■ YOUR GOAL ■
Please select and copy every line in the items below that contains the word "hull", with case counting.

■ DATA RECORDS ■
■ ■ ■ ■

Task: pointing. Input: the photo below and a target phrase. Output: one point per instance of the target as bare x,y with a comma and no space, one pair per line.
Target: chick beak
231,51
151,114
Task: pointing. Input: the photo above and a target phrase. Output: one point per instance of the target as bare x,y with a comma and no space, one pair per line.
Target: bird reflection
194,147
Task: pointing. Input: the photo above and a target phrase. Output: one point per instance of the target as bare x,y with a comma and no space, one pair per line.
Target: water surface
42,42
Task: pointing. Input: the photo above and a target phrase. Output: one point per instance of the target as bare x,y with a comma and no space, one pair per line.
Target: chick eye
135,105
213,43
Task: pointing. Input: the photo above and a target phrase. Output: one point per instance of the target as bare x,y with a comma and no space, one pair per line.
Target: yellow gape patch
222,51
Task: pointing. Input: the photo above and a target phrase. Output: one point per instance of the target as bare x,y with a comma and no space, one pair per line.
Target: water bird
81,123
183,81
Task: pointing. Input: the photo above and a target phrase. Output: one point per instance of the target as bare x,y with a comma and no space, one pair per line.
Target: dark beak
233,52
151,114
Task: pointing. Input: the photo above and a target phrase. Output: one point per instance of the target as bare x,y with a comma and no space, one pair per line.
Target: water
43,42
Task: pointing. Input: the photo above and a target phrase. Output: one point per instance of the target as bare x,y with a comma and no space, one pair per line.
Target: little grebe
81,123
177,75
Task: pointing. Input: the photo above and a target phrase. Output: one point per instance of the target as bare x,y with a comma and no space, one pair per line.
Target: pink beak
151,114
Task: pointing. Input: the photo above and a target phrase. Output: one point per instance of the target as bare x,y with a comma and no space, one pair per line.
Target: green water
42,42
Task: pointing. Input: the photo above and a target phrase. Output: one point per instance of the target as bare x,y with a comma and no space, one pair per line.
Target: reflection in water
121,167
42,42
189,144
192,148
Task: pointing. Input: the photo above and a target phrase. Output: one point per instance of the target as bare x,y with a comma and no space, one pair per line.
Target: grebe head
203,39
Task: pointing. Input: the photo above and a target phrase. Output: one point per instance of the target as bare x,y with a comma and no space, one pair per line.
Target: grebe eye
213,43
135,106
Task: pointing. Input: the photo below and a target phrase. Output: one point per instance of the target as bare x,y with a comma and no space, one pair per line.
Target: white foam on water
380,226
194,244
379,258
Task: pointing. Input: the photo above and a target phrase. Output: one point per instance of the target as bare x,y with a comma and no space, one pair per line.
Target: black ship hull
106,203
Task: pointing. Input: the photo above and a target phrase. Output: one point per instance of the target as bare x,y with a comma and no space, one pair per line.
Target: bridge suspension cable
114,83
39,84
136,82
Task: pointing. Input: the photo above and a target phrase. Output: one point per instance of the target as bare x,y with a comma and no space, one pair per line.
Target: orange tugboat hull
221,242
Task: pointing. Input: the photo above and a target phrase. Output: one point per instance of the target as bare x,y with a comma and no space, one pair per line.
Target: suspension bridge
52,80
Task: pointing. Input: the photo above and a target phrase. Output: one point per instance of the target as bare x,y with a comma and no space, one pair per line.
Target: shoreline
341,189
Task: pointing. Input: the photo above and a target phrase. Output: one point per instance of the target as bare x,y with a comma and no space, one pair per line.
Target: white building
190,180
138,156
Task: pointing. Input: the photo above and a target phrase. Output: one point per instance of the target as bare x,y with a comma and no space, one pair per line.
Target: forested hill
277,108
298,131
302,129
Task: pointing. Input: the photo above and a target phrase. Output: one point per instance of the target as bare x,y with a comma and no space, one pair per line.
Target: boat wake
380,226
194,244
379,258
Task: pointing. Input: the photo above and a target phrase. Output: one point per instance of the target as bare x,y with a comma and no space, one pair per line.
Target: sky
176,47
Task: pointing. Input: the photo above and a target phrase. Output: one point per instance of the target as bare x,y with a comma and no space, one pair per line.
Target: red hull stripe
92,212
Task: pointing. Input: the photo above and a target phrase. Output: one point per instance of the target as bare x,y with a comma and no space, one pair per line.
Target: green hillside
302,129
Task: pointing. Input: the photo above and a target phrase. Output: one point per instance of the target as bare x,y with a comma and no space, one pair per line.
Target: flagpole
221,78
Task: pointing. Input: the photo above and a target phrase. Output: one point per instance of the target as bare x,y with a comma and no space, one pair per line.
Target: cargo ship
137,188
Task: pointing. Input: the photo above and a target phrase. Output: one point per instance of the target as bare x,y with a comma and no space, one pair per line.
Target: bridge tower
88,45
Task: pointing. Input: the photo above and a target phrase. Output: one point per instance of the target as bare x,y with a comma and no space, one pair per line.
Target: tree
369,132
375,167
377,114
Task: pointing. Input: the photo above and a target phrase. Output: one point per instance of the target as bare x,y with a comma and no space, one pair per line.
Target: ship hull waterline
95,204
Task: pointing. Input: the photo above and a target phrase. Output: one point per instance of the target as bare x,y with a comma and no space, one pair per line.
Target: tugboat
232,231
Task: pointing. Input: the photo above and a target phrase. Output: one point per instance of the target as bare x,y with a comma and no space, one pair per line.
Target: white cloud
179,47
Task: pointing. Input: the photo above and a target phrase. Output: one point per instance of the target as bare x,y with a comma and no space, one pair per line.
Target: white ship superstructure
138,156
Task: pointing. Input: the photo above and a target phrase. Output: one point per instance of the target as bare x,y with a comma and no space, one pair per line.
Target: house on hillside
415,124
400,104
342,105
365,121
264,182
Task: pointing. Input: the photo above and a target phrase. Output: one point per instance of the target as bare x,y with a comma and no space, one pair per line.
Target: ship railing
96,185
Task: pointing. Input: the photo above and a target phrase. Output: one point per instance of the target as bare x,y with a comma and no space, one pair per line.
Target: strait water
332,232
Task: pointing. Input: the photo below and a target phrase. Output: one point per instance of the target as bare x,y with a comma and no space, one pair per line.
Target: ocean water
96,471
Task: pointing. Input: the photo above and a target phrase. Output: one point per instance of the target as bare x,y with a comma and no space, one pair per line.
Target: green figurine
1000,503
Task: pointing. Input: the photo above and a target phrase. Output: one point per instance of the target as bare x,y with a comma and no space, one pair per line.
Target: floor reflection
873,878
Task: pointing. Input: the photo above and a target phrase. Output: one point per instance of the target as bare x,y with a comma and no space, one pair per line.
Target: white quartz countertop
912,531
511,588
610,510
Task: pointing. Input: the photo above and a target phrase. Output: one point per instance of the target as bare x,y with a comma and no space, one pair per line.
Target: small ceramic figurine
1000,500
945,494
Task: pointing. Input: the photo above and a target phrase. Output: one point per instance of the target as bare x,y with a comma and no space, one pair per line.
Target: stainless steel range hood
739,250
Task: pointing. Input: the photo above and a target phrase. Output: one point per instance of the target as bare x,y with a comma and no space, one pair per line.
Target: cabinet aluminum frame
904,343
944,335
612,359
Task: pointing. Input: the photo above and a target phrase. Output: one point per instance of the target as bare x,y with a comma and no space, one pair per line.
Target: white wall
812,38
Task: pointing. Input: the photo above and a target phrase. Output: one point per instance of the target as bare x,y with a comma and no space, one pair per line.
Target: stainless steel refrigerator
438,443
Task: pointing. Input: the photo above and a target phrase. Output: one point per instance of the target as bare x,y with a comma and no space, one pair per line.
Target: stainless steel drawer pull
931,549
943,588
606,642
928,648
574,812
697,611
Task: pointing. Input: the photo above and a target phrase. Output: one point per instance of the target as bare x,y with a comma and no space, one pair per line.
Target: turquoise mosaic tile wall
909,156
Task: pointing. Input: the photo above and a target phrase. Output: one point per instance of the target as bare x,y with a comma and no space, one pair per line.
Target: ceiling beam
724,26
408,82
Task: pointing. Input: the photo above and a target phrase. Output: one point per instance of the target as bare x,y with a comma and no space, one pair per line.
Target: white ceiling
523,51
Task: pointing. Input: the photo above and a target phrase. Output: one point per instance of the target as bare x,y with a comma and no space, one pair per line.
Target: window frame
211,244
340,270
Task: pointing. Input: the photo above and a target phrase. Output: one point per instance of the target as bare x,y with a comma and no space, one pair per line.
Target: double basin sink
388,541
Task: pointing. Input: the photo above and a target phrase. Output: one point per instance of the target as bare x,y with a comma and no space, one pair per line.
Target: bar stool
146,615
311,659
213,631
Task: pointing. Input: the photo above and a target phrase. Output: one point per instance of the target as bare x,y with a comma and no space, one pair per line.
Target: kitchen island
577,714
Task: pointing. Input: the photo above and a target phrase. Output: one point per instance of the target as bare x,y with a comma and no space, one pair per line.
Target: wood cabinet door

■ ■ ■ ■

■ THE RESPONSE ■
Target: black ship hull
Target: orange tugboat hull
Target: red hull stripe
Target: ship hull waterline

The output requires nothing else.